Исследователи Западной Европы и США в общем единодушны в определении основной тенденции работ французского ученого. Лентриккия характеризует ее как «попытку разрушить картезианское „я“» (295, с. 384), Х. Шнейдау — как «банкротство секулярно-гуманистической традиции» (351, с. 180). Переводчица на английский язык книги «О грамматологии» и автор авторитетного предисловия к ней Г. Спивак несколько по-иному сформулировала «сверхзадачу» Дерриды, определив ее как попытку «изменить некоторые привычки мышления» (149, с. XVIII). Наиболее заметные последствии этих изменений сказались в новом способе критического прочтения литературных текстов. Дж. Эткинс, в частности, отмечает, что для Дерриды любое «письмо» (т. е. любой культурный текст) никогда не является простым средством выражения истины. Это означает, помимо всего, что даже тексты теоретического характера (литературоведческие и философские) должны прочитываться критически, иными словами, подвергаться точно такой же интерпретации, как и художественные произведения. С этой точки зрения, язык никогда не может быть «нейтральным вместилищем смысла» и требует к себе обостренного внимания (70, с. 140). Деррида и его последователи, замечает Эткинс, не только отстаивают этот тезис теоретически, но и часто демонстрируют его формой изложения своих мыслей; недаром постструктуралисты и деконструктивисты постоянно обвиняются своими оппонентами в преднамеренной затемненности смысла своих работ.

• • • •

• **УСЛОВИЕ ЗАДАЧИ**
Как, согласно тексту о Дерриде, Г. Спивак определила «сверхзадачу» французского ученого?

[Записи из коллекции]
• • • •

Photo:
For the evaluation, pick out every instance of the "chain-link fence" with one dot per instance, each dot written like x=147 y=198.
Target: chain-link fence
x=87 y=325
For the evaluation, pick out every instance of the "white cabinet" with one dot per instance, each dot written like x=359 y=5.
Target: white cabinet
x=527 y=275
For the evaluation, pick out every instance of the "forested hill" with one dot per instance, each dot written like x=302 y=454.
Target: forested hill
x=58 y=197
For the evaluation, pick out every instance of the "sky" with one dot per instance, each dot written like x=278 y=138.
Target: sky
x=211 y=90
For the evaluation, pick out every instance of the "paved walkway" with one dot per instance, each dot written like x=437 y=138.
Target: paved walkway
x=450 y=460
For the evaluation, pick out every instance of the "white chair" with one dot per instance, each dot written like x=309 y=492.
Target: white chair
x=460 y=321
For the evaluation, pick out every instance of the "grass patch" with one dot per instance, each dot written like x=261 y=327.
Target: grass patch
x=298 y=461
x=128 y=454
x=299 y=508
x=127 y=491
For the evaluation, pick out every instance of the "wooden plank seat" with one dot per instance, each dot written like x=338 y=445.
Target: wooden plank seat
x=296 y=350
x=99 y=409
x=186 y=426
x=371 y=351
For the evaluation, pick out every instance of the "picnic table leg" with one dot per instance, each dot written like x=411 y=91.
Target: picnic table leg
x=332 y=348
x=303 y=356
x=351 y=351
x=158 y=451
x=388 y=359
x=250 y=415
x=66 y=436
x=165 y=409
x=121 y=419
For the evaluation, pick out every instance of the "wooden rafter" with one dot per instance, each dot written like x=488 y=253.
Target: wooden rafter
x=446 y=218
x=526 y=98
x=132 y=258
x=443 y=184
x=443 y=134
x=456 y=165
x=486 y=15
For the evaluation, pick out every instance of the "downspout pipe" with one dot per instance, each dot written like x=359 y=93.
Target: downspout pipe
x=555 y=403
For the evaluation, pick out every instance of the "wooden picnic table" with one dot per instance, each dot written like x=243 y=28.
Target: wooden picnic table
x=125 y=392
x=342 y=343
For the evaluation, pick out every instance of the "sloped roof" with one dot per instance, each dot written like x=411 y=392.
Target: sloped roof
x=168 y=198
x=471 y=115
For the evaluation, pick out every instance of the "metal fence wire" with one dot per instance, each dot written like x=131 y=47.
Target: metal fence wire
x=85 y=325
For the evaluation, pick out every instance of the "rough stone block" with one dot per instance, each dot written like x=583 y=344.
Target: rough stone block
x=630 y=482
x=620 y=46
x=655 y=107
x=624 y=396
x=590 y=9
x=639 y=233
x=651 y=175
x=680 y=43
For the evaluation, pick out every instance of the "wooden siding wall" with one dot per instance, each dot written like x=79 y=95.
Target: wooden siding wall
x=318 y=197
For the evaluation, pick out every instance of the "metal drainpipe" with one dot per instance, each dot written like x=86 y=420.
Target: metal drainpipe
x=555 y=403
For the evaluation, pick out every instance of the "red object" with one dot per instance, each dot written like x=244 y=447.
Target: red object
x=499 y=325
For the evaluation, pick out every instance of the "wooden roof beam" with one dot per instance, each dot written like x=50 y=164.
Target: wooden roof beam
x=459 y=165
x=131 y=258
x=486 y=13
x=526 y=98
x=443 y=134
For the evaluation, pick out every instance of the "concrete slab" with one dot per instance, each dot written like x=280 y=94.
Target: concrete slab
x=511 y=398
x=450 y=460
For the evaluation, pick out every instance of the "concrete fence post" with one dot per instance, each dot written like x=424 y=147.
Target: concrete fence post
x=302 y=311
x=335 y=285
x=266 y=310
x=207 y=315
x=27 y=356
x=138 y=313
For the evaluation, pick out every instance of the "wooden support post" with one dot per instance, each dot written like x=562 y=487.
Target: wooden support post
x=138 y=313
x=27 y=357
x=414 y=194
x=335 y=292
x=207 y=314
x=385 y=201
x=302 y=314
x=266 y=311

• • • •

• **ОТВЕТ**
Как попытку «изменить некоторые привычки мышления».